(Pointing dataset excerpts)
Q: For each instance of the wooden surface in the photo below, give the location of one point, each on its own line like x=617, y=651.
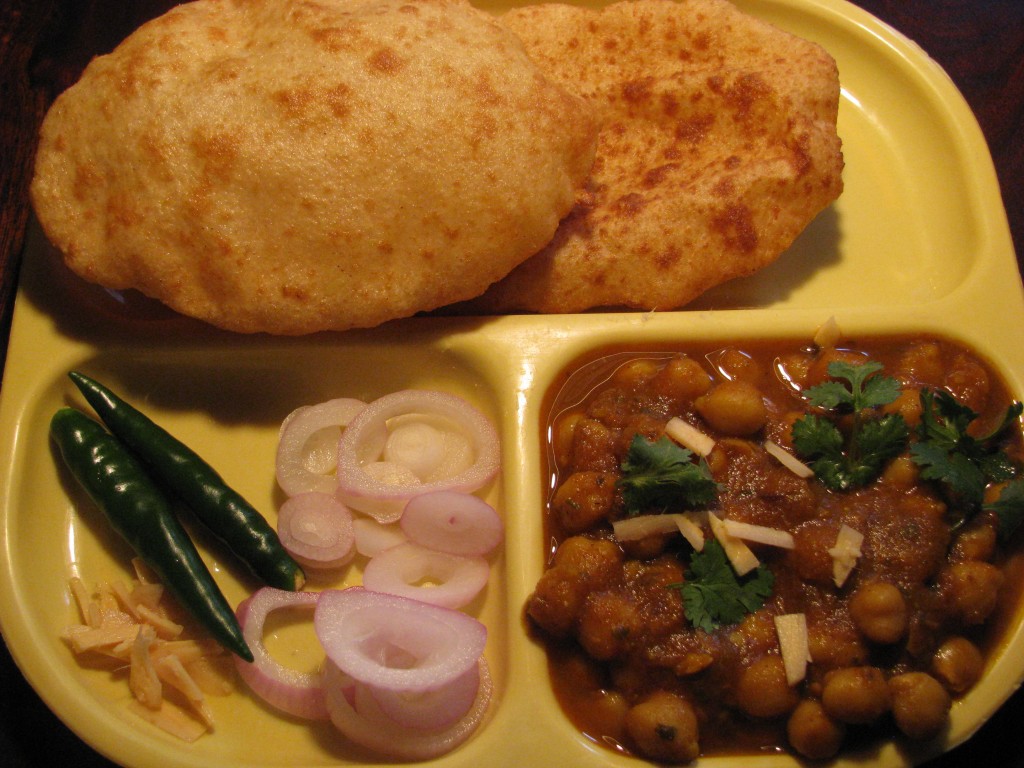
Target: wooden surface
x=44, y=45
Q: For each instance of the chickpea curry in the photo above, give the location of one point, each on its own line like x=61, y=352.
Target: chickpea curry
x=773, y=546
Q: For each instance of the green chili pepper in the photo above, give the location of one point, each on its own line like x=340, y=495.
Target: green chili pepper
x=137, y=509
x=243, y=529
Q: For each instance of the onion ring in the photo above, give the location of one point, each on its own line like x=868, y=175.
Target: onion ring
x=307, y=445
x=431, y=577
x=373, y=538
x=365, y=439
x=316, y=530
x=374, y=730
x=395, y=643
x=453, y=521
x=430, y=710
x=294, y=692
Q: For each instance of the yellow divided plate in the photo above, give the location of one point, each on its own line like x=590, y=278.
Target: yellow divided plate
x=918, y=242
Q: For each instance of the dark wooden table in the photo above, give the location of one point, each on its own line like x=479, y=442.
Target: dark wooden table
x=44, y=45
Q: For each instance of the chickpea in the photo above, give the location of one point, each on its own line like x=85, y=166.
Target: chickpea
x=733, y=408
x=968, y=381
x=763, y=690
x=971, y=590
x=555, y=603
x=605, y=624
x=856, y=694
x=581, y=566
x=682, y=380
x=812, y=732
x=836, y=647
x=879, y=611
x=583, y=500
x=901, y=473
x=607, y=712
x=920, y=704
x=593, y=561
x=957, y=664
x=975, y=542
x=906, y=404
x=793, y=369
x=665, y=728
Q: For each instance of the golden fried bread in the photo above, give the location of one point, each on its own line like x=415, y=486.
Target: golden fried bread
x=290, y=166
x=718, y=146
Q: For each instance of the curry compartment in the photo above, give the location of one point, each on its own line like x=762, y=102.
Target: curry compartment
x=890, y=645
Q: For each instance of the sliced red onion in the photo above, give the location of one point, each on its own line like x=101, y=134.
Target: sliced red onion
x=354, y=711
x=430, y=710
x=396, y=643
x=307, y=445
x=453, y=521
x=373, y=538
x=298, y=693
x=365, y=439
x=420, y=573
x=316, y=530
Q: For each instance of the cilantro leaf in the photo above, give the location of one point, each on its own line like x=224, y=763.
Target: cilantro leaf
x=713, y=595
x=947, y=454
x=663, y=475
x=1009, y=508
x=864, y=389
x=847, y=462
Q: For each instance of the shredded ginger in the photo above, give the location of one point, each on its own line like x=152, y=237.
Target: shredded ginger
x=168, y=675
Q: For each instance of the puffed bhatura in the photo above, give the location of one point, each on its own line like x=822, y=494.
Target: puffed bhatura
x=718, y=147
x=291, y=167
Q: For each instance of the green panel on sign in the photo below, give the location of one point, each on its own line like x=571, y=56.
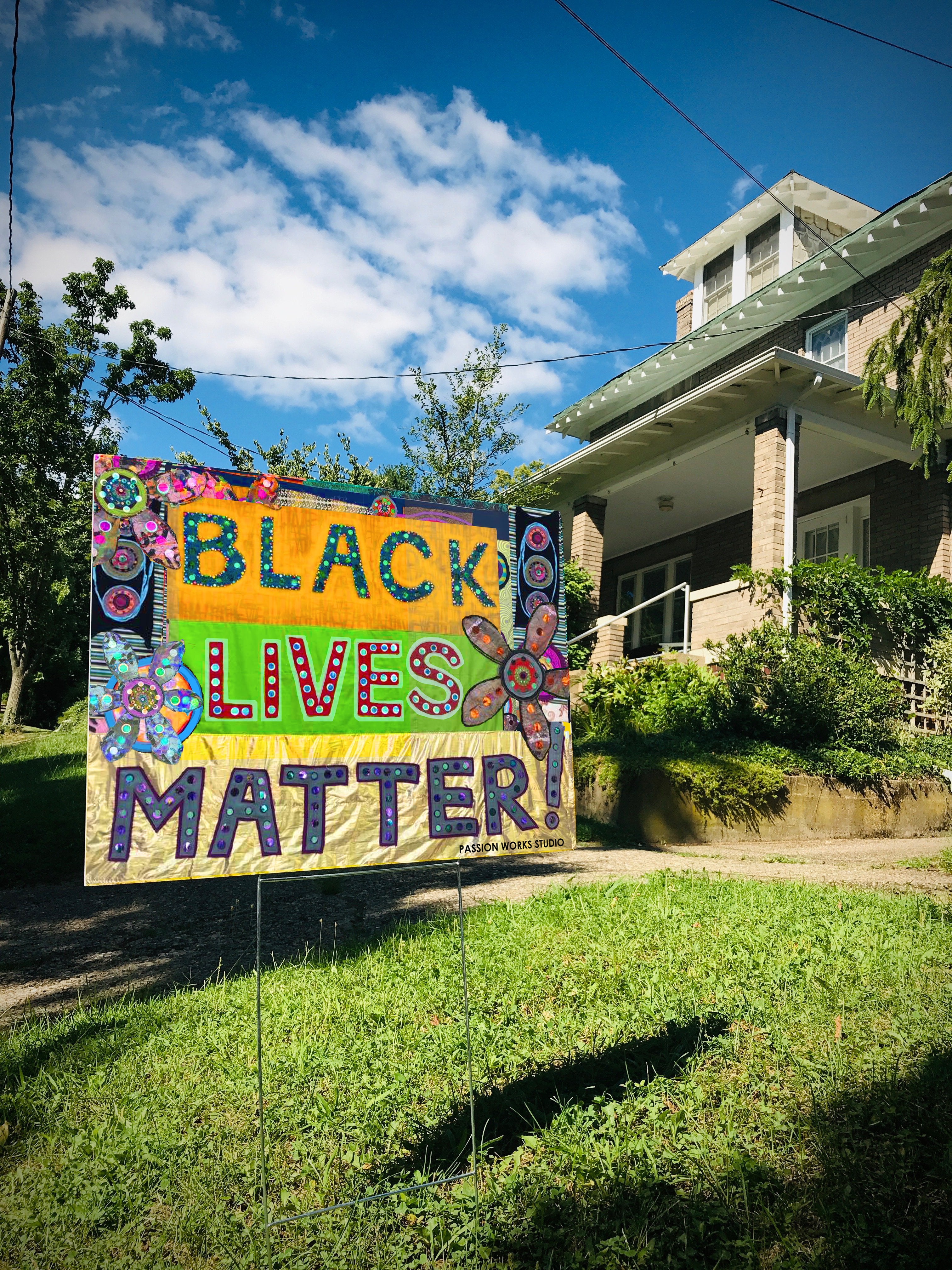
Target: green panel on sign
x=262, y=680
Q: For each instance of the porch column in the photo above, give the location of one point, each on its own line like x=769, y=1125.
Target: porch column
x=776, y=464
x=588, y=544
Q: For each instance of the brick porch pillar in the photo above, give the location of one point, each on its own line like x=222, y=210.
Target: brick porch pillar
x=588, y=544
x=774, y=536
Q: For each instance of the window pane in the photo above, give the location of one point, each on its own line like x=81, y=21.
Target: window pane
x=828, y=343
x=652, y=625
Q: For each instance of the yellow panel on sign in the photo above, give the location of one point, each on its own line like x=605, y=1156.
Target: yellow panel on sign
x=259, y=799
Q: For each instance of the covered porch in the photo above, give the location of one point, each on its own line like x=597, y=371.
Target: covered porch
x=771, y=460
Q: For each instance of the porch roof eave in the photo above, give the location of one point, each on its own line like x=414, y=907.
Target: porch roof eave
x=705, y=417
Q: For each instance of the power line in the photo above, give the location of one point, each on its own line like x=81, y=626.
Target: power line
x=13, y=116
x=864, y=33
x=718, y=146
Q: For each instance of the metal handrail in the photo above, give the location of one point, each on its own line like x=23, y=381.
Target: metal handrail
x=611, y=619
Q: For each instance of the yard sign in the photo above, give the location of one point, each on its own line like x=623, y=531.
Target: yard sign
x=292, y=678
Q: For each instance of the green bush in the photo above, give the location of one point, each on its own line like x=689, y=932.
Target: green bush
x=653, y=696
x=794, y=690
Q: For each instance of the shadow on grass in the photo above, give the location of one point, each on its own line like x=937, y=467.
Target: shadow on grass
x=532, y=1103
x=41, y=802
x=875, y=1191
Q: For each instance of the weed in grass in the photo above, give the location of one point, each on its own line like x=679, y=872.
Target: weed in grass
x=678, y=1073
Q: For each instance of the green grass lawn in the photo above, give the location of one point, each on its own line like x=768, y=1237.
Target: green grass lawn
x=42, y=792
x=676, y=1073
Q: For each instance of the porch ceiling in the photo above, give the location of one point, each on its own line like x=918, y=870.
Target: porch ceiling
x=712, y=416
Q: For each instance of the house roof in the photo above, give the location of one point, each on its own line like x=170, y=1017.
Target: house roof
x=706, y=417
x=883, y=241
x=791, y=190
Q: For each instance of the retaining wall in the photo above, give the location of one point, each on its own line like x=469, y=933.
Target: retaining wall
x=813, y=808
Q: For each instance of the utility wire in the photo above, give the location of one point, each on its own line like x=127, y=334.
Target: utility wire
x=13, y=116
x=864, y=33
x=707, y=136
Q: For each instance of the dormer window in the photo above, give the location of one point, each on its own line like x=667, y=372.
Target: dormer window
x=763, y=256
x=827, y=342
x=719, y=281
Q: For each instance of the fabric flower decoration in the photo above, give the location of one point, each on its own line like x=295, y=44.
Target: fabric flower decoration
x=143, y=696
x=521, y=678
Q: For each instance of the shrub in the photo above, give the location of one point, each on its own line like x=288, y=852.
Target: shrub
x=794, y=690
x=653, y=696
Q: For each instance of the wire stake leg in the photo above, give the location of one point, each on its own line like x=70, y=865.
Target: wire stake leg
x=469, y=1053
x=261, y=1085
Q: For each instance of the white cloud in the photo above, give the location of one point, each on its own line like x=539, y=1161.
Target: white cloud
x=743, y=186
x=149, y=22
x=398, y=237
x=120, y=18
x=308, y=28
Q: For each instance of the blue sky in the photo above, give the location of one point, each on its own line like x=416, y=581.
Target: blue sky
x=354, y=188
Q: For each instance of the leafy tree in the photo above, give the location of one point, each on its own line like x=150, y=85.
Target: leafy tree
x=304, y=461
x=56, y=411
x=455, y=445
x=917, y=350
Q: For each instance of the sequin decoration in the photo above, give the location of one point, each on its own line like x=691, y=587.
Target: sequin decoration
x=389, y=776
x=370, y=678
x=384, y=506
x=223, y=544
x=128, y=561
x=404, y=538
x=183, y=797
x=219, y=704
x=554, y=770
x=248, y=801
x=158, y=540
x=121, y=604
x=504, y=799
x=539, y=572
x=347, y=559
x=422, y=670
x=271, y=679
x=522, y=678
x=106, y=535
x=465, y=575
x=314, y=780
x=121, y=493
x=318, y=705
x=264, y=489
x=537, y=538
x=269, y=578
x=442, y=799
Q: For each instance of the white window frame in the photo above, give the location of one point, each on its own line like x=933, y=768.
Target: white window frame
x=850, y=516
x=634, y=625
x=843, y=315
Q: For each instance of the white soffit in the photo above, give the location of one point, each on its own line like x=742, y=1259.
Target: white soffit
x=878, y=244
x=792, y=190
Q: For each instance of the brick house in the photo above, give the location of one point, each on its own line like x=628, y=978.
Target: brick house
x=744, y=441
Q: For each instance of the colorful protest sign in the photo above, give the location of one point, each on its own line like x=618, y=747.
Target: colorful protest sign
x=294, y=678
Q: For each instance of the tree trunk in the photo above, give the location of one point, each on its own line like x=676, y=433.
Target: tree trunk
x=21, y=672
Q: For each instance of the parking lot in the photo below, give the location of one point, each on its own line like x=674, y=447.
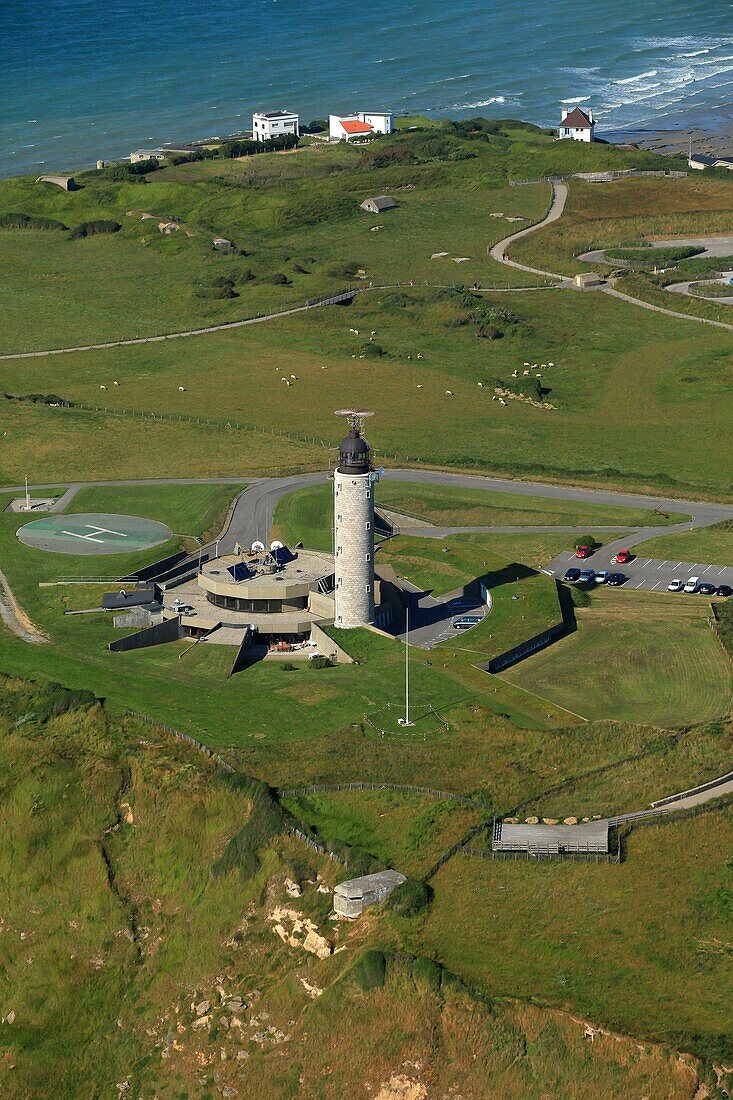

◆ **Instruction**: Can you rescale the stretch of rows from the line containing "Q: For each instance of the chickpea in" through the line containing "x=665, y=728"? Write out every line in that stretch again, request included, with each answer coordinate multiplied by 1.45 and rounded to a whole number (halves round up), and leave the sample coordinates inside the request as they are.

◆ **Response for this exercise**:
Q: For each instance of the chickpea in the photo above, give the location of one point, each on its own line like x=85, y=166.
Target: chickpea
x=1063, y=592
x=1404, y=552
x=1106, y=1001
x=1408, y=856
x=805, y=874
x=877, y=905
x=1241, y=1006
x=842, y=821
x=989, y=551
x=1177, y=1061
x=1212, y=938
x=1275, y=886
x=845, y=725
x=1306, y=686
x=880, y=1032
x=1334, y=1021
x=860, y=813
x=1388, y=963
x=1414, y=786
x=1314, y=586
x=1150, y=535
x=964, y=1056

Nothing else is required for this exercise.